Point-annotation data
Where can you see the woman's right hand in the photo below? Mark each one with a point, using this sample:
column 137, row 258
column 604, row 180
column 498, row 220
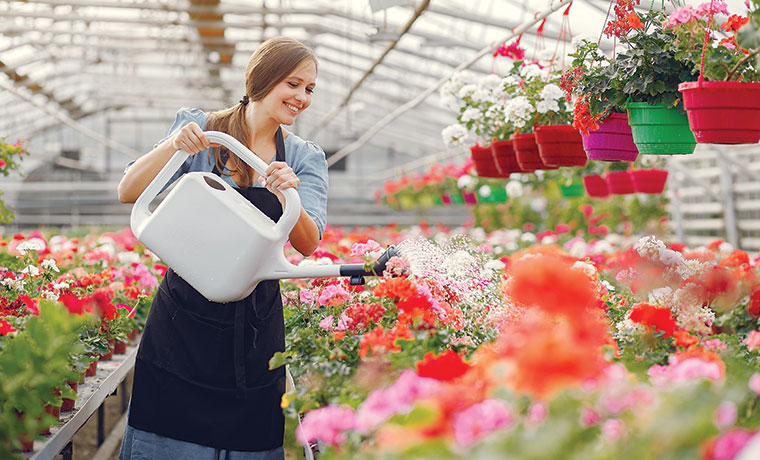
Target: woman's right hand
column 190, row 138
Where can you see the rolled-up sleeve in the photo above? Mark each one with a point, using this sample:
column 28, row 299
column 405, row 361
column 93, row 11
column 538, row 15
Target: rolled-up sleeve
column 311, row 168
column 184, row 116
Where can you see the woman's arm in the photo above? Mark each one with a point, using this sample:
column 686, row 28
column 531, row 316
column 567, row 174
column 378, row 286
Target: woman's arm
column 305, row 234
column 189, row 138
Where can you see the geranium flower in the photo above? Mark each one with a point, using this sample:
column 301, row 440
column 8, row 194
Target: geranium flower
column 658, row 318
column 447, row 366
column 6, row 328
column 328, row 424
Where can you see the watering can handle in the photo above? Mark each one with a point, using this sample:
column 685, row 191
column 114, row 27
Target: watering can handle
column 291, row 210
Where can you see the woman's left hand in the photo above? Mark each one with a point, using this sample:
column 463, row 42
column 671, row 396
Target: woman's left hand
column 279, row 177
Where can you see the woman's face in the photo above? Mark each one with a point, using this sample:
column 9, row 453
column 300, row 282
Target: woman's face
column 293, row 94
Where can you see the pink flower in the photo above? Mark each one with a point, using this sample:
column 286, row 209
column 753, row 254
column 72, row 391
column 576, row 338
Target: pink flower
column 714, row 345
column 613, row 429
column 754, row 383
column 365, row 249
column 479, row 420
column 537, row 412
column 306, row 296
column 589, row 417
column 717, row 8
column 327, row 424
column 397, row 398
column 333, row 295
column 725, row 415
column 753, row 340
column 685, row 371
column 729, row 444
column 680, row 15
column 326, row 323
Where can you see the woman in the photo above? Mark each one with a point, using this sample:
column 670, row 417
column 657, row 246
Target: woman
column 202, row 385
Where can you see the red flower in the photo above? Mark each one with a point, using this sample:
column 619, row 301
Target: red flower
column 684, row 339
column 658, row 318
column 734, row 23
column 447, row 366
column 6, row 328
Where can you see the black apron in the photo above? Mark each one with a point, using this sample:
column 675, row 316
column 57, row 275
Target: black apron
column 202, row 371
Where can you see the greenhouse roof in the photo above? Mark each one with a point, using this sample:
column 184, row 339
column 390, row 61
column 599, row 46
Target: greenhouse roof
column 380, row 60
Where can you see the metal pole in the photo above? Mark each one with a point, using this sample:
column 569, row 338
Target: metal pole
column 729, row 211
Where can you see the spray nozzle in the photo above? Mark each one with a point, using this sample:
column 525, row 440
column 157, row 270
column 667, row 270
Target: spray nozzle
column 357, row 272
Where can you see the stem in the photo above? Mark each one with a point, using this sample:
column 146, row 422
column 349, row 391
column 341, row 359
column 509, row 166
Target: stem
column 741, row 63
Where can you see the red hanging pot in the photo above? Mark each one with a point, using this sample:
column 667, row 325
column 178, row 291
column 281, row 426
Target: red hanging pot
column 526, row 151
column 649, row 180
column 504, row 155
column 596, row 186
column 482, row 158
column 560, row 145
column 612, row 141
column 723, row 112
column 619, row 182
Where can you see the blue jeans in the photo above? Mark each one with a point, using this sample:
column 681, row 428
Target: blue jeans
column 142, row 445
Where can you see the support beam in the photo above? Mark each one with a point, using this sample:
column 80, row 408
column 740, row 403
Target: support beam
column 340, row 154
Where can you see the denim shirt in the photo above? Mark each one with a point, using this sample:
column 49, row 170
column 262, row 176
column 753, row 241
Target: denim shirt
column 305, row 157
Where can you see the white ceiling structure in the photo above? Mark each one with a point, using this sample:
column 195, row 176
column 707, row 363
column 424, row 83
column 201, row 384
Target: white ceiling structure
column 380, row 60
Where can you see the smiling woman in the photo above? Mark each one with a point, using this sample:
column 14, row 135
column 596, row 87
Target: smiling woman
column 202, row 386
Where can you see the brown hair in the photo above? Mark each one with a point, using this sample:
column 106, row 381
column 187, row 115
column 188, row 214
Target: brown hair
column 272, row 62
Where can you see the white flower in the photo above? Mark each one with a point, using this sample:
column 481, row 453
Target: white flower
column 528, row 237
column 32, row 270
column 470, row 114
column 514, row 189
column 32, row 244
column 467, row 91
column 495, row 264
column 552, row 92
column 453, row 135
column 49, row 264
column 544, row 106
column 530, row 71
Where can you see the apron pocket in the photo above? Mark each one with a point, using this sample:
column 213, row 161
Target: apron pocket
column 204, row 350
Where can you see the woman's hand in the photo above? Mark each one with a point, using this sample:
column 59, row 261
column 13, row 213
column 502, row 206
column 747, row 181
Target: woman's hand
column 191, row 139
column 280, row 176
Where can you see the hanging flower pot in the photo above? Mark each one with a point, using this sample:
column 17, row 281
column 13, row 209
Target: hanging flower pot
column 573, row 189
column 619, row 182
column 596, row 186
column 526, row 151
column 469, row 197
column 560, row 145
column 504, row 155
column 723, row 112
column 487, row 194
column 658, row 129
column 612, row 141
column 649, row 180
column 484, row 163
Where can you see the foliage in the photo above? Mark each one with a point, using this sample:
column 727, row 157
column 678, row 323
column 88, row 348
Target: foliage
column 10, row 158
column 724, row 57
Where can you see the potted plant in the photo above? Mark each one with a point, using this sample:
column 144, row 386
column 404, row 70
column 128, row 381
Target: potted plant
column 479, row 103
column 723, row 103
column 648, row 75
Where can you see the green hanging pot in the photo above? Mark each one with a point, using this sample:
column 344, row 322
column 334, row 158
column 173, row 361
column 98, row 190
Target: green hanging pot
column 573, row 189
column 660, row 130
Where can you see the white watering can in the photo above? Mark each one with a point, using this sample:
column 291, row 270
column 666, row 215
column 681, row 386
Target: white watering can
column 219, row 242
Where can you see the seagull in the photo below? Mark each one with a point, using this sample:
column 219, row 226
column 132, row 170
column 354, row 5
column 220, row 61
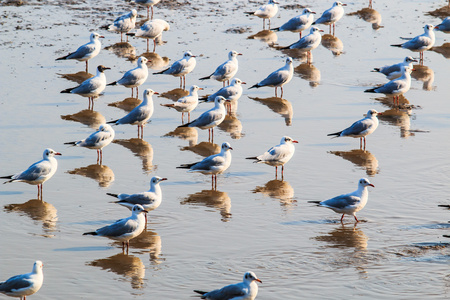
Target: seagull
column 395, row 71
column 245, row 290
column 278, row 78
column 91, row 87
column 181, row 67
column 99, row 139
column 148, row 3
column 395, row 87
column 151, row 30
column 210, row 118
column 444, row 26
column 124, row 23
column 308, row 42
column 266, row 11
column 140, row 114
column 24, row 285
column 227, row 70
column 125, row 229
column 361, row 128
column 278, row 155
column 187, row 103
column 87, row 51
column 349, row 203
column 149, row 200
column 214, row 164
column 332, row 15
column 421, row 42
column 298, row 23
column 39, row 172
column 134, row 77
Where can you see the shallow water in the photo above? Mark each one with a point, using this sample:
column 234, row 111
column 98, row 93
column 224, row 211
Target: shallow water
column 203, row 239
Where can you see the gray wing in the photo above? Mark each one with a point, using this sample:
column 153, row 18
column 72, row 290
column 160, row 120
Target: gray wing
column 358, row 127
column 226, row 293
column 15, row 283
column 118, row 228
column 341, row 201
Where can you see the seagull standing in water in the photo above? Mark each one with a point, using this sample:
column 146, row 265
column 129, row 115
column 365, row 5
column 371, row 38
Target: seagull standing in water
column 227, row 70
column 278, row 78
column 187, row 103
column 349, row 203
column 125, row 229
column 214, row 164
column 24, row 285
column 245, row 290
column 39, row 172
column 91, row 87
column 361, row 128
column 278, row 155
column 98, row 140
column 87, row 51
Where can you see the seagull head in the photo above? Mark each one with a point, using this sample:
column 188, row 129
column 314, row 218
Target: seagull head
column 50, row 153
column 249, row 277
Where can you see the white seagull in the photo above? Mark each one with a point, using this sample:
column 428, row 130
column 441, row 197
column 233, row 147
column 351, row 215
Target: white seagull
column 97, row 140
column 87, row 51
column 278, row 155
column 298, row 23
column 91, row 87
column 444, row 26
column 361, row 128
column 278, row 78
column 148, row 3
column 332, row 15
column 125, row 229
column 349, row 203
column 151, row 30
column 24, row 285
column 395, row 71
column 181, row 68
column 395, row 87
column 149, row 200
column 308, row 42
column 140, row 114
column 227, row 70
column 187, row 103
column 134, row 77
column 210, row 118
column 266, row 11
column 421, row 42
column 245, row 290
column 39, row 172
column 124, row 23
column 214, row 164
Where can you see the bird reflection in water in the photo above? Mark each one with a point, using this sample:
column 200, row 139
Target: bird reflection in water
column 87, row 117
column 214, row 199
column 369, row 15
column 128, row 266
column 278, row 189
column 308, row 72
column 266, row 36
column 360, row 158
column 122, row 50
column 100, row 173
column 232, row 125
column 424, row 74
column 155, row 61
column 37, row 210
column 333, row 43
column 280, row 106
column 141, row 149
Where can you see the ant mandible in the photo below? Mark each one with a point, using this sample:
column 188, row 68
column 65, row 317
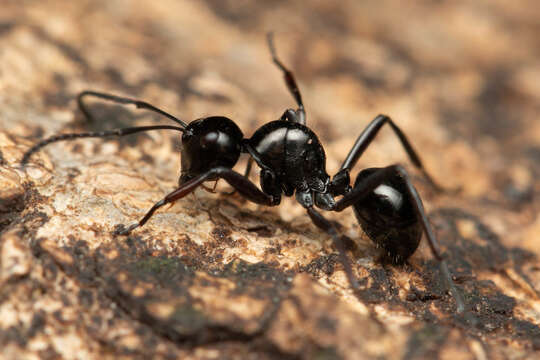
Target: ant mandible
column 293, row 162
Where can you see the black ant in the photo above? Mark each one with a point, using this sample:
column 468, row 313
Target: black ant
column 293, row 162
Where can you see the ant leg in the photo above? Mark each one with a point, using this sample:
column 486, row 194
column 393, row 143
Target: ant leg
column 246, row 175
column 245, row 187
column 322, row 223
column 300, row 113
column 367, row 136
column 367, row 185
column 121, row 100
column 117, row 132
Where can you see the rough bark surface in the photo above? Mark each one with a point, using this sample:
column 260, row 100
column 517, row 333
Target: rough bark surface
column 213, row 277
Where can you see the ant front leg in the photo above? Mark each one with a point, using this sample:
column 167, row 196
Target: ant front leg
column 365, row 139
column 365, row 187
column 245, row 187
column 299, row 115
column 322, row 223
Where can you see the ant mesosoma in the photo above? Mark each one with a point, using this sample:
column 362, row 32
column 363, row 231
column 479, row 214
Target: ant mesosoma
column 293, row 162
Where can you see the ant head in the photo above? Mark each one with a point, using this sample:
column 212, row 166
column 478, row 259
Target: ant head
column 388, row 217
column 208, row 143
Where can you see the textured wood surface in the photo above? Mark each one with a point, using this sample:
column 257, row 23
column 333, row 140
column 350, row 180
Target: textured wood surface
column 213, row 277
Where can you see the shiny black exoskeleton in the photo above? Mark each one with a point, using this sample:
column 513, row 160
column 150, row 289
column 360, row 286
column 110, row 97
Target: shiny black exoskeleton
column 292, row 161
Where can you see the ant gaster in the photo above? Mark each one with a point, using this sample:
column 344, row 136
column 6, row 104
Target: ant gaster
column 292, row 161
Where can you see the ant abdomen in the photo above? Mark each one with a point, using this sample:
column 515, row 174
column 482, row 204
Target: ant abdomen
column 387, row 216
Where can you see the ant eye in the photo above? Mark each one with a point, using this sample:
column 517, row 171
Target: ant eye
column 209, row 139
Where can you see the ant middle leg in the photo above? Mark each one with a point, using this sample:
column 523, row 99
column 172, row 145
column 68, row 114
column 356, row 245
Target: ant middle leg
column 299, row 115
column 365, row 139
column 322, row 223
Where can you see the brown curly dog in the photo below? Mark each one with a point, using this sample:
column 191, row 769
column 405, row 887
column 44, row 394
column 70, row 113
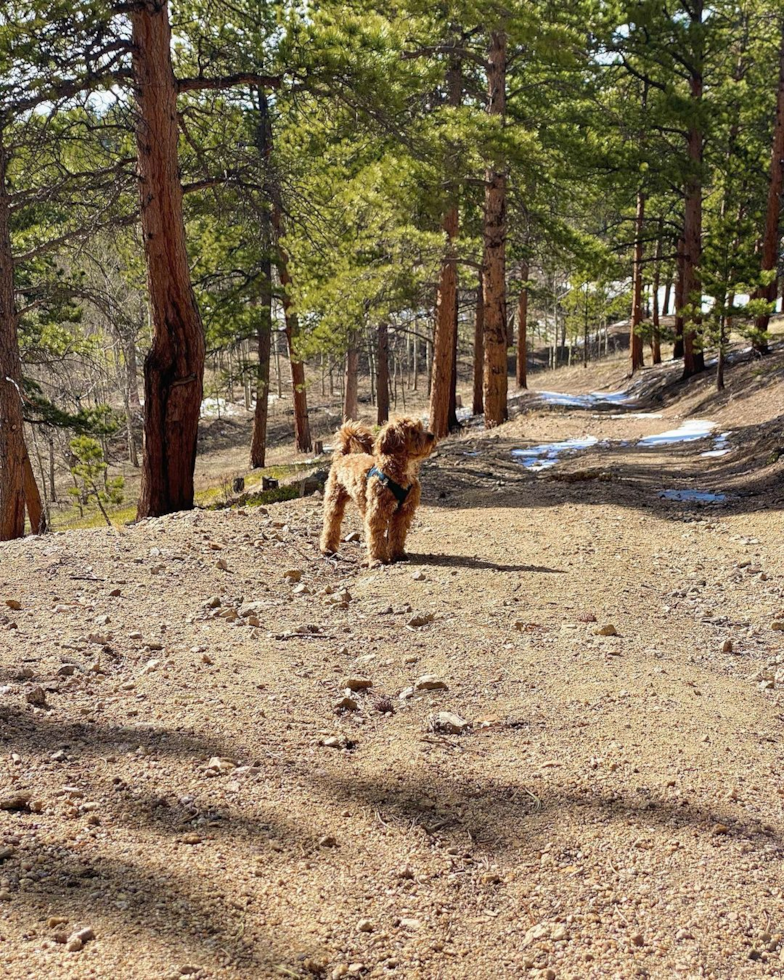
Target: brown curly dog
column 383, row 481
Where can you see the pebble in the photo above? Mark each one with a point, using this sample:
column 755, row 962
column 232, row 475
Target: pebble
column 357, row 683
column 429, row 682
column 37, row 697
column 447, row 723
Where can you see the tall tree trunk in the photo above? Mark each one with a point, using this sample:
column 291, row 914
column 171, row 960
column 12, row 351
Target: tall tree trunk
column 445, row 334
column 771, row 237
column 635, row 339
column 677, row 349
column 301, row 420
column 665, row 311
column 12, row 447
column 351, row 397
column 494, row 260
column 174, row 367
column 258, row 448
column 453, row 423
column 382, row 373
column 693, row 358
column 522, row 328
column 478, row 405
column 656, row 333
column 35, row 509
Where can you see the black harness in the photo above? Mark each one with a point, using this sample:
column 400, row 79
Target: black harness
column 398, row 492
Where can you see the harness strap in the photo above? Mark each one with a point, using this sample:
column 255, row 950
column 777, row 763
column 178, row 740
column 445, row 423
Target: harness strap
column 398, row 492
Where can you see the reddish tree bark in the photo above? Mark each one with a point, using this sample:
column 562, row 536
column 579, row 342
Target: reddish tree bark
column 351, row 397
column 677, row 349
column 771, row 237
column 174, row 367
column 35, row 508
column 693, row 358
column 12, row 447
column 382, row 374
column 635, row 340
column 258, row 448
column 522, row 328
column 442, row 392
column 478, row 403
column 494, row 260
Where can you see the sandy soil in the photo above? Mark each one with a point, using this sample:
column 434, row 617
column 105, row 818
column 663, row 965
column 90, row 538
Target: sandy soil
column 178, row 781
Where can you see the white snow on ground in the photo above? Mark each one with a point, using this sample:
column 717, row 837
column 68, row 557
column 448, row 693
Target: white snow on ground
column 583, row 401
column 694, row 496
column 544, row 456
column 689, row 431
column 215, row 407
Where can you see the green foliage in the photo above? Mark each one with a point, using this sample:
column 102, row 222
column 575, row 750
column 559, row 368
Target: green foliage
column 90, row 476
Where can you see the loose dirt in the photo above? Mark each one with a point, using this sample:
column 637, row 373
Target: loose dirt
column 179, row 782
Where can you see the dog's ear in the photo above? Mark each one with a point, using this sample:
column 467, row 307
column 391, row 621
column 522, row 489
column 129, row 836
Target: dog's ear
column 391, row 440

Requirement:
Recast the material from its first line through the line containing "column 293, row 94", inclusive, as a JSON list of strings with one string per line and no blank lines. Leave the picture placeholders out.

Expected output:
[
  "Where can you see the woman's right hand in the photo below? Mark each one with a point, using this sample:",
  "column 137, row 258",
  "column 604, row 180",
  "column 498, row 220",
  "Target: woman's right hand",
  "column 190, row 138",
  "Where can you see the rolled-up sleeve in the photo above? Mark each one with a point, using this sample:",
  "column 28, row 299",
  "column 405, row 361",
  "column 93, row 11",
  "column 538, row 15",
  "Target: rolled-up sleeve",
  "column 311, row 168",
  "column 184, row 116",
  "Where can you see the woman's arm in the photo above? Mark each one with a point, using this sample:",
  "column 686, row 28",
  "column 531, row 316",
  "column 567, row 174",
  "column 378, row 286",
  "Target: woman's arm",
  "column 305, row 234",
  "column 189, row 138",
  "Where can you see the geranium flower in the photo above? Mark each one with a point, using this sample:",
  "column 301, row 440",
  "column 8, row 194",
  "Target: geranium flower",
  "column 658, row 318",
  "column 447, row 366",
  "column 6, row 328",
  "column 328, row 424",
  "Where can you see the watering can handle in the photo above? Mark each one with a point, using this sample:",
  "column 685, row 191",
  "column 114, row 27",
  "Target: watering can handle",
  "column 291, row 210",
  "Where can you see the woman's left hand in the photo above? Mark each one with a point, using this sample:",
  "column 463, row 42",
  "column 671, row 396",
  "Target: woman's left hand",
  "column 279, row 177",
  "Where can you see the woman's face in the photo above? Mark each one with a point, using this sample:",
  "column 9, row 453",
  "column 300, row 282",
  "Target: woman's face",
  "column 293, row 94"
]